Records drawn from a dataset
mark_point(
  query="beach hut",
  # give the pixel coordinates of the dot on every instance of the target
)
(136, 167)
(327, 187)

_Exercise_: All of the entries above should be transcribed exactly, line for line.

_Expected output_:
mark_point(
  query="beach hut",
  # give the pixel coordinates of the dot on every instance of the target
)
(136, 167)
(327, 187)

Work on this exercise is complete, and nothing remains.